Point-per-instance localization data
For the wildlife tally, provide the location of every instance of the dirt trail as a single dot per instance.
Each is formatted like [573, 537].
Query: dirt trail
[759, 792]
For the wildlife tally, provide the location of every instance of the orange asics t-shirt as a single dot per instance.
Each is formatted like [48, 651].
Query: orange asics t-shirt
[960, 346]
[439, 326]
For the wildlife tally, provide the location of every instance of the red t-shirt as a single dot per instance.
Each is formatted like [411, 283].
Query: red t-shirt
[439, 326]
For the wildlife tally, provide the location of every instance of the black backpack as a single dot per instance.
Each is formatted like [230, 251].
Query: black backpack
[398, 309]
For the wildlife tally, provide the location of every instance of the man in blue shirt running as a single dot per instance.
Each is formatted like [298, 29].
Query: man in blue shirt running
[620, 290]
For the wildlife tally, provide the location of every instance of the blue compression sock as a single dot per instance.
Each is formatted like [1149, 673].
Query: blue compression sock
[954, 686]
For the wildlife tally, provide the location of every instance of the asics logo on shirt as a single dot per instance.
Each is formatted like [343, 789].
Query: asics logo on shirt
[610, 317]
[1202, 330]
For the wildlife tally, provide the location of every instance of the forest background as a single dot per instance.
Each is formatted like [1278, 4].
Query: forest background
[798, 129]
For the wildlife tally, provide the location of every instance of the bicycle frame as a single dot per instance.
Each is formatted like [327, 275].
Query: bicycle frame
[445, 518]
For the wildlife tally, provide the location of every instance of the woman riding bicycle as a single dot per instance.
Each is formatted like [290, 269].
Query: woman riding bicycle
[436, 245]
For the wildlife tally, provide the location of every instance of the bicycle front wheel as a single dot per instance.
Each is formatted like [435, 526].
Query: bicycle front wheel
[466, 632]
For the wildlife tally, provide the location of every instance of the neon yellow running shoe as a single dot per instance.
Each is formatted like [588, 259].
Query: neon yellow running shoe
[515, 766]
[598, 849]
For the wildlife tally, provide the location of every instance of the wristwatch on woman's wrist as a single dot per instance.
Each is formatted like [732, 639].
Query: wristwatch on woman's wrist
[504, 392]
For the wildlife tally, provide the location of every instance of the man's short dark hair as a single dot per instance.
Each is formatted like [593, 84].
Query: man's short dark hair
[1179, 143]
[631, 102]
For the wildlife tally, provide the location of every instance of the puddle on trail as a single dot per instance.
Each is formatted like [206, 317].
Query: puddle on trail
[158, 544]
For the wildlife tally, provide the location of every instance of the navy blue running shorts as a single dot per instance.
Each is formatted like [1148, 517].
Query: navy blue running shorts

WHAT TO WORK ON » Each record above is to be restated word for word.

SOLUTION »
For the wildlife tally, provide the location of every instance of the dirt trail as a single dot per instance.
Each is formatted like [573, 537].
Query: dirt trail
[759, 792]
For the wildlife tally, provide the location of every instance of the orange asics t-shirt as a single dot per instance.
Each is formatted like [48, 651].
Query: orange asics t-shirt
[960, 346]
[439, 326]
For the wildlife tally, provide the location of every instance of the red t-shirt as a single dot per instance.
Each is formatted like [411, 283].
Query: red t-shirt
[439, 326]
For the wildlife tally, provide the location of every instance of the black backpack as a single dot per instance.
Each is formatted like [230, 251].
Query: black backpack
[398, 309]
For the wildlife tally, provide the location of every instance of the man in blue shirt running as a single dot per instance.
Each is formatted like [298, 29].
Query: man in blue shirt running
[620, 290]
For the wildlife tally, provide the location of every instance of the blue compression sock as a single dot per instance.
Each is formatted like [1149, 673].
Query: blue compression sock
[954, 686]
For the wildlife tally, provide the location of every instance of the asics logo on shirt as a single dot per instance.
Each is formatted like [343, 789].
Query: asics logo on shirt
[610, 317]
[1202, 330]
For the wildlife tally, provide the location of every instance of the forest background as a single dot per instance.
Each is formatted like [1278, 4].
Query: forest background
[798, 129]
For the wildlife tally, provide the location of every instance of the bicycle frame as a single dot per instance.
Each is formatted like [327, 275].
Query: bicycle frame
[445, 518]
For the wildlife tally, provide the location of every instance of the woman riding bicycle as a single dot per instance.
Each is formatted like [290, 269].
Query: woman riding bicycle
[436, 245]
For the wildlife tally, provide the location of every instance of the bicycle front wheel as a single dot per instance.
Each is formatted like [435, 526].
Query: bicycle front wheel
[466, 632]
For the wildlife tally, provide the location of every instance of the neon yellow running shoe as a single dot per instance.
Each is formatted like [588, 259].
Query: neon yellow running shoe
[515, 766]
[598, 849]
For the wildlife tally, provide the location of every instance of the wristwatch on woman's wrist as a single dot per instance.
Each is formatted like [732, 639].
Query: wristwatch on woman's wrist
[504, 392]
For the wildlife tally, provide the location of every instance of the man's short dark hair as a single dot per instance.
Each is formatted like [593, 84].
Query: man's short dark hair
[1179, 143]
[631, 102]
For the wildlife tally, provide the location of every instance of the puddle on trail as a single dot per instance.
Each is formatted like [206, 317].
Query: puddle on trail
[158, 544]
For the wildlife tally, provide the location of every instance of the navy blue running shorts as a single dot per instance.
Each is formatted like [1148, 517].
Query: navy blue running shorts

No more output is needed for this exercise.